━━━━━ ВЫБРАННЫЙ ОТРЫВОК ━━━━━

Отказываясь от многочисленных предложений сниматься, Быстрицкая, по-видимому, берегла тот заветный образ, который сложился в умах и сердцах миллионов поклонников. Вправе ли мы корить ее за подобную «скупость»? Едва ли. Да, иные артистки соразмерного дарования «рисковали репутацией» вплоть до глубокой старости, но они были, как правило, актрисами характерными либо очень успешно это новое для себя амплуа осваивали. Романтичная Быстрицкая с ее вызывающей, царственной красотой вряд ли сумела бы перестроиться без художественных и имиджевых потерь. Всенародно любимая Татьяна Доронина тоже в определенный момент ограничила себя театром, тогда как Нонна Мордюкова продолжала плодотворно экспериментировать на экране вплоть до самых преклонных лет.

Что же касается последней, то было бы неправильно обойти стороной их давний конфликт с Быстрицкой. В свое время они отчаянно боролись за роль Аксиньи, которую Нонна Викторовна заведомо считала своей. Причем она-то как раз являлась дончанкой, по сути, казачкой — в отличие от соперницы, родившейся в Киеве еврейки. Как бы то ни было, трансформация эпического романа в трехсерийный кинофильм задавала особые правила. Всегда мощная, неукротимая, «нутряная» Мордюкова в одном из своих лучших кинообразов снисходительно пеняла герою Михаила Ульянова: хороший ты, дескать, мужик, но не орел. Игравшая в «Добровольцах» верную жену ульяновского героя Быстрицкая была с «мужиком» абсолютно соразмерна, ни в чем не доминировала, а главное, в своих заветных ролях могла передать романтическое томление невероятной силы и при этом психологически не мельчить. Воплотила в итоге обобщенный образ, с которым легко отождествляли себя миллионы советских женщин.

━━━━━ ЗАПИСИ ДАННЫХ ━━━━━

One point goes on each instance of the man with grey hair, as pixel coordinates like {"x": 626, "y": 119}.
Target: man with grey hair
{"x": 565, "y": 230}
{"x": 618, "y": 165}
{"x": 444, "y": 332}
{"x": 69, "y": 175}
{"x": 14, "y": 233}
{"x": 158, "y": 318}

━━━━━

- **ЗАДАНИЕ 1**: Объясните по отрывку о Быстрицкой, почему ей вряд ли удалось бы перейти в новое амплуа, как это делали другие артистки. Уложитесь в одно–три предложения.
- **ЗАДАНИЕ 2**: Процитируйте отрывок о Быстрицкой, начиная со слов «Отказываясь от многочисленных» и заканчивая словами «самых преклонных лет.».
- **ЗАДАНИЕ 3**: За какую роль, согласно отрывку о Быстрицкой, в свое время боролись Мордюкова и Быстрицкая?

- **ОТВЕТ 1**: Артистки, снимавшиеся до глубокой старости, были, как правило, характерными актрисами или очень успешно осваивали это амплуа. Романтичная Быстрицкая с ее вызывающей, царственной красотой вряд ли сумела бы перестроиться без художественных и имиджевых потерь.

- **ОТВЕТ 2**:
Отказываясь от многочисленных предложений сниматься, Быстрицкая, по-видимому, берегла тот заветный образ, который сложился в умах и сердцах миллионов поклонников. Вправе ли мы корить ее за подобную «скупость»? Едва ли. Да, иные артистки соразмерного дарования «рисковали репутацией» вплоть до глубокой старости, но они были, как правило, актрисами характерными либо очень успешно это новое для себя амплуа осваивали. Романтичная Быстрицкая с ее вызывающей, царственной красотой вряд ли сумела бы перестроиться без художественных и имиджевых потерь. Всенародно любимая Татьяна Доронина тоже в определенный момент ограничила себя театром, тогда как Нонна Мордюкова продолжала плодотворно экспериментировать на экране вплоть до самых преклонных лет.

- **ОТВЕТ 3**: За роль Аксиньи.